What to produce: For the entries below, the result should be an exact transcription of the lines from the one with "Could you point at the white rice" up to and including the one with "Could you point at the burl", and only those.

Records for the task:
□ □ □

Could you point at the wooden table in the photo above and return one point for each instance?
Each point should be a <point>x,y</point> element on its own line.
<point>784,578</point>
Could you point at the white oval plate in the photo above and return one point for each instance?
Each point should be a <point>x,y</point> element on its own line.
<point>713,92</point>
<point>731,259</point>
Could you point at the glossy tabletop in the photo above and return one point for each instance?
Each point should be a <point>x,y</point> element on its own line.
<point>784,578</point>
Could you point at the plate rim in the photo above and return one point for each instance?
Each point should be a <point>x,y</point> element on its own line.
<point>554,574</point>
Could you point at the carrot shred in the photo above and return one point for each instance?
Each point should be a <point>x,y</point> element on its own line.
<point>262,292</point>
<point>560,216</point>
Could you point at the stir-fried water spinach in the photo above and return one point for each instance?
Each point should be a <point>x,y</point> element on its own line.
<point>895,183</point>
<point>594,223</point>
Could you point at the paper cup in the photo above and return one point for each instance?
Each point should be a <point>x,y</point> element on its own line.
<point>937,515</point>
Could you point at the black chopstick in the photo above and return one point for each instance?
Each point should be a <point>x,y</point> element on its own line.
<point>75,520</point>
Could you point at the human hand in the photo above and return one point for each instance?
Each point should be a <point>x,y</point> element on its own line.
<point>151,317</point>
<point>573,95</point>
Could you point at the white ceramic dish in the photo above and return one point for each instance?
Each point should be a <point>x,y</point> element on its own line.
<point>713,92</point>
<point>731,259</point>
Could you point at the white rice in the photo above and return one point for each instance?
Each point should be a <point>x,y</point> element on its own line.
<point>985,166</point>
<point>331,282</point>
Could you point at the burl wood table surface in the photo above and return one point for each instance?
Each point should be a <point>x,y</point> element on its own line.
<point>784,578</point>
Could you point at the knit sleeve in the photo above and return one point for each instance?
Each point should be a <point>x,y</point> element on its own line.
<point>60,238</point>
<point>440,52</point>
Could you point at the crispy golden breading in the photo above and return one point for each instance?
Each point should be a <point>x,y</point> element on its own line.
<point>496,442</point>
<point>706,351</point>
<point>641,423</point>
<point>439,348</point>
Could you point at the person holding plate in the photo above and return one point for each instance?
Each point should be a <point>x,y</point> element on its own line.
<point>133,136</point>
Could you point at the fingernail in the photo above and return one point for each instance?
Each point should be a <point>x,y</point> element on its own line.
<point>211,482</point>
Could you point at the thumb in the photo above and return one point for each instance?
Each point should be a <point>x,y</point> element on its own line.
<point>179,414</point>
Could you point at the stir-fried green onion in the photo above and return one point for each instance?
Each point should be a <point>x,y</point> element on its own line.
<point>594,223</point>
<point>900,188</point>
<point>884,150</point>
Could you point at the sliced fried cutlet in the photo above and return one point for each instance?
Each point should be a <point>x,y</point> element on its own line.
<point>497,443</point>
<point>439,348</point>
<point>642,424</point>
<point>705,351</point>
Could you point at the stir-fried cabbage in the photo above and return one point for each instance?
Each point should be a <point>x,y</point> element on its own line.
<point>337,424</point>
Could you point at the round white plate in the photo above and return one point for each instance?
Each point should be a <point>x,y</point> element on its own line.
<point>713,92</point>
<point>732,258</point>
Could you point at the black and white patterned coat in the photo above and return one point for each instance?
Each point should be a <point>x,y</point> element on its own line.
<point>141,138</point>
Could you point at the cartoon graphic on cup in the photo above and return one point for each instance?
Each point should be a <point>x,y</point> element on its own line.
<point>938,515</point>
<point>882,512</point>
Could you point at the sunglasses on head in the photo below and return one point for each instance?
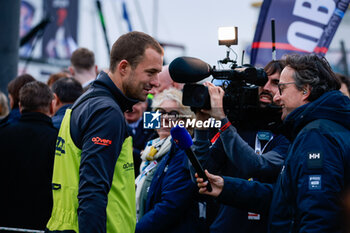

□ □ □

Written solution:
Could you point at the white rice in the photo above and return one point for each instance?
Each point should be a <point>x,y</point> element on its own line.
<point>985,166</point>
<point>331,282</point>
Could you point at the burl wood table surface in the photo above and return one point for each instance?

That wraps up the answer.